## [Goal of the exercise]
Put every line of the listing below into a JSON list of strings, one string per line, with blank lines left out. Leave the pictures out of your answer.

Listing on locating named things
++++++++++++++++++++
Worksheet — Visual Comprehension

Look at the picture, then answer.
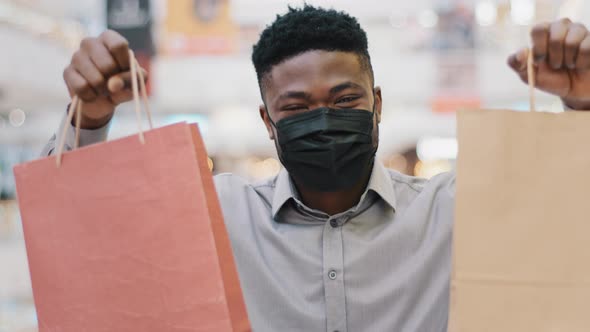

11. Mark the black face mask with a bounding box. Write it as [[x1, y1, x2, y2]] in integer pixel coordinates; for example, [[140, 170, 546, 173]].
[[269, 107, 377, 192]]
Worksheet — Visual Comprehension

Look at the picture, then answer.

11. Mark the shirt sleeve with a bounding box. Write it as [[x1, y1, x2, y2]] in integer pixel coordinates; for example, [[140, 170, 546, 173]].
[[41, 109, 110, 157]]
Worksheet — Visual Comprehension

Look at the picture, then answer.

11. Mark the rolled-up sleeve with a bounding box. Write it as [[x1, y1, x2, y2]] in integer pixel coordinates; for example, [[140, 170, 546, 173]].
[[41, 111, 110, 157]]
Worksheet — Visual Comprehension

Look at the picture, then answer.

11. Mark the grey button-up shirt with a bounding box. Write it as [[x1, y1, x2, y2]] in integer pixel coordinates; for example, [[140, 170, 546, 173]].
[[44, 115, 455, 332]]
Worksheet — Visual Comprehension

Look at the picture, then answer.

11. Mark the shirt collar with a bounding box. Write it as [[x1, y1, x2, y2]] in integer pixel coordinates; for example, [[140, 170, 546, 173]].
[[272, 159, 396, 218]]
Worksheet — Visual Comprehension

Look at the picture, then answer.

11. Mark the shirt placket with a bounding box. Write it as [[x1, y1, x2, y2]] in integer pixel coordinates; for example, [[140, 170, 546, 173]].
[[323, 218, 347, 332]]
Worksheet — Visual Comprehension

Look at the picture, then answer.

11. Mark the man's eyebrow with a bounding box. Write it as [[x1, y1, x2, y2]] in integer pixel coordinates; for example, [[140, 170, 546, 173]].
[[279, 91, 311, 100], [330, 82, 364, 95]]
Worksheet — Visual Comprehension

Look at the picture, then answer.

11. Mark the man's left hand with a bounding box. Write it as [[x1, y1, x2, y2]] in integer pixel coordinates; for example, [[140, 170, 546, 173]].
[[508, 19, 590, 110]]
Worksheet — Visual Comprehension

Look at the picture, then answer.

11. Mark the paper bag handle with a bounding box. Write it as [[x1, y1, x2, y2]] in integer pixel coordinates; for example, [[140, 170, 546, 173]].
[[56, 50, 154, 167], [527, 48, 537, 112]]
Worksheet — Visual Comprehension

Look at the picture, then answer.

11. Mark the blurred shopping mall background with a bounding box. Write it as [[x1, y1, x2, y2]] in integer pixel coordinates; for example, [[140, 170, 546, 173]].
[[0, 0, 590, 332]]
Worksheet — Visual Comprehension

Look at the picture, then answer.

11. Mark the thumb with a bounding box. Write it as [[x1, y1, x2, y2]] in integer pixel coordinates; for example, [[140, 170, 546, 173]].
[[508, 48, 529, 75], [107, 68, 148, 94]]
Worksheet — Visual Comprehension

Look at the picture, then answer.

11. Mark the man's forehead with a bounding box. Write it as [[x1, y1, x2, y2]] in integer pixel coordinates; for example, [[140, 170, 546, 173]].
[[263, 50, 370, 93]]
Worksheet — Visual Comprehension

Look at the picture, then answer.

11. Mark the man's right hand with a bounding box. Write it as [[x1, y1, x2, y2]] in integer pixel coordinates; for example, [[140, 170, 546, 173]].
[[64, 30, 147, 129]]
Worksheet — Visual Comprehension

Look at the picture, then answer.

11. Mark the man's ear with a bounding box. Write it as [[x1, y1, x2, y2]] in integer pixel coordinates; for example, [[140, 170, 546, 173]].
[[258, 104, 275, 140], [375, 86, 383, 123]]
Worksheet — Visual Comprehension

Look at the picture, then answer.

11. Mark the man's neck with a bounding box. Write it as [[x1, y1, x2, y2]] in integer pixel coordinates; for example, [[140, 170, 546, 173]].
[[293, 174, 370, 216]]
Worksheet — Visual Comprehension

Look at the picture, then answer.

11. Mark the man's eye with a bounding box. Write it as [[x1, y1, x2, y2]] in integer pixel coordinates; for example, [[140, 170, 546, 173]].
[[336, 96, 359, 104], [283, 105, 307, 111]]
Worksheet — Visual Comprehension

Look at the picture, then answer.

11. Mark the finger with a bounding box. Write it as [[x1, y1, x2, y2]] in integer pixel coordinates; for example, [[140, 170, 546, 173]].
[[111, 89, 133, 105], [99, 30, 129, 71], [63, 66, 97, 101], [563, 23, 588, 69], [72, 50, 106, 95], [80, 38, 121, 77], [548, 19, 570, 69], [531, 23, 550, 62], [508, 48, 529, 73], [576, 34, 590, 70], [107, 68, 148, 93]]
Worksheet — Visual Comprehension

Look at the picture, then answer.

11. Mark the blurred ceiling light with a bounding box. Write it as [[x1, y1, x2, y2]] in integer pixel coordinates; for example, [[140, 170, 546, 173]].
[[416, 137, 458, 162], [389, 11, 408, 29], [475, 0, 498, 26], [510, 0, 536, 25], [8, 108, 26, 127], [418, 9, 438, 28]]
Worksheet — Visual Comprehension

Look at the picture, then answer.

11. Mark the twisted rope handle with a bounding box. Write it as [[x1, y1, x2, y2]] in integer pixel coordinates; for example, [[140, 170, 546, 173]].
[[55, 50, 154, 167], [527, 49, 537, 112]]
++++++++++++++++++++
## [Task output]
[
  "Worksheet — Visual Comprehension",
  "Look at the picture, then answer.",
  "11. Mark the black face mask with a bounding box. Write it as [[x1, y1, x2, y2]] in integer pixel coordinates; for example, [[140, 170, 546, 173]].",
  "[[269, 107, 377, 192]]",
  "Worksheet — Visual Comprehension",
  "Look at the picture, then answer.",
  "11. Mark the shirt sleeve with a bounding box. Write it as [[x1, y1, x2, y2]] in integer pixel coordinates; for example, [[140, 170, 546, 173]].",
  "[[41, 109, 110, 157]]",
  "Worksheet — Visual Comprehension",
  "Look at the picture, then answer.",
  "11. Mark the rolled-up sleeve with a bounding box. Write it as [[x1, y1, x2, y2]] in integer pixel coordinates; for example, [[140, 170, 546, 173]].",
  "[[41, 111, 110, 157]]",
  "Worksheet — Visual Comprehension",
  "Look at the picture, then answer.",
  "11. Mark the grey button-up shirt with a bounding box. Write it as [[x1, y1, x2, y2]] in integer pixel coordinates; for example, [[140, 170, 546, 173]].",
  "[[44, 115, 455, 332]]",
  "Worksheet — Visual Comprehension",
  "Look at the picture, then answer.",
  "11. Mark the shirt collar with a bounding box. Write it as [[x1, y1, x2, y2]] in integer pixel coordinates; for example, [[140, 170, 546, 173]].",
  "[[272, 159, 396, 218]]",
  "Worksheet — Visual Comprehension",
  "Look at the picture, then answer.",
  "11. Mark the shirt placket with a bounding box. Write it as [[x1, y1, x2, y2]] in integer pixel coordinates; for example, [[140, 170, 546, 173]].",
  "[[323, 218, 347, 332]]",
  "Worksheet — Visual Comprehension",
  "Look at the picture, then answer.",
  "11. Mark the man's eyebrow with a bounding box. Write it as [[x1, y1, x2, y2]] in integer pixel coordinates; for example, [[140, 170, 546, 173]].",
  "[[279, 91, 311, 100], [330, 82, 364, 95]]",
  "Worksheet — Visual Comprehension",
  "Look at the picture, then answer.",
  "11. Mark the man's left hand with a bounding box. Write it as [[x1, y1, x2, y2]] in integer pixel coordinates; for example, [[140, 170, 546, 173]].",
  "[[508, 19, 590, 110]]",
  "Worksheet — Visual Comprehension",
  "Look at the picture, then answer.",
  "11. Mark the paper bag handle with a bounding box. Write it as [[x1, y1, x2, y2]] in integer pixel coordinates; for example, [[140, 170, 546, 173]].",
  "[[56, 50, 154, 167], [527, 48, 537, 112]]",
  "Worksheet — Visual Comprehension",
  "Look at the picture, then answer.",
  "11. Mark the blurred shopping mall background with a bounding box. Write it as [[x1, y1, x2, y2]] in integer pixel coordinates; for example, [[140, 170, 546, 173]].",
  "[[0, 0, 590, 332]]",
  "Worksheet — Visual Comprehension",
  "Look at the picture, then answer.",
  "11. Mark the thumb with a bounding box. Write it as [[x1, y1, x2, y2]] in integer pixel coordinates; for example, [[140, 170, 546, 173]].",
  "[[508, 48, 529, 75], [107, 68, 148, 94]]",
  "Worksheet — Visual Comprehension",
  "Look at the picture, then answer.",
  "11. Mark the man's forehead with a bounding box. Write it as [[x1, y1, x2, y2]] in integer pixel coordinates; for example, [[140, 170, 546, 173]].",
  "[[263, 50, 370, 93]]",
  "Worksheet — Visual Comprehension",
  "Look at the picture, then answer.",
  "11. Mark the man's right hand with a bounding box. Write it as [[x1, y1, x2, y2]] in integer pixel coordinates; for example, [[140, 170, 546, 173]].",
  "[[64, 30, 147, 129]]",
  "Worksheet — Visual Comprehension",
  "Look at the picture, then answer.",
  "11. Mark the man's ear with a bounding box. Write it as [[x1, y1, x2, y2]] in integer pixel coordinates; for example, [[140, 170, 546, 173]].",
  "[[258, 104, 275, 140], [375, 86, 383, 123]]",
  "Worksheet — Visual Comprehension",
  "Look at the picture, then answer.",
  "11. Mark the man's neck with a bounding box. Write it as [[x1, y1, x2, y2]] in integer pixel coordinates; for example, [[140, 170, 546, 173]].",
  "[[293, 174, 370, 216]]",
  "Worksheet — Visual Comprehension",
  "Look at the picture, then answer.",
  "11. Mark the man's eye with a bounding box. Write it as [[x1, y1, x2, y2]] in integer pixel coordinates; for example, [[140, 170, 546, 173]].",
  "[[336, 96, 359, 104], [283, 105, 307, 111]]",
  "Worksheet — Visual Comprehension",
  "Look at the picture, then answer.",
  "11. Mark the finger with a bounding box. Write it as [[x1, y1, x2, y2]] in integer pixel coordinates; for example, [[140, 170, 546, 173]].",
  "[[111, 89, 133, 105], [99, 30, 129, 71], [63, 66, 97, 101], [563, 23, 588, 69], [72, 50, 106, 95], [80, 38, 121, 77], [548, 19, 570, 69], [531, 23, 550, 62], [508, 48, 529, 73], [576, 34, 590, 70], [107, 68, 148, 93]]",
  "Worksheet — Visual Comprehension",
  "Look at the picture, then answer.",
  "11. Mark the blurred ceiling light with a bounding box. Write it as [[x1, y1, x2, y2]] in integer pixel coordinates; for example, [[140, 170, 546, 173]].",
  "[[416, 137, 458, 162], [389, 11, 408, 29], [475, 0, 498, 26], [510, 0, 536, 25], [8, 108, 26, 127], [418, 9, 438, 28]]",
  "Worksheet — Visual Comprehension",
  "Look at the picture, then answer.",
  "11. Mark the twisted rope handle with a bounding box. Write it as [[x1, y1, x2, y2]] in integer pixel coordinates; for example, [[140, 170, 546, 173]].",
  "[[55, 50, 154, 167], [527, 49, 537, 112]]"
]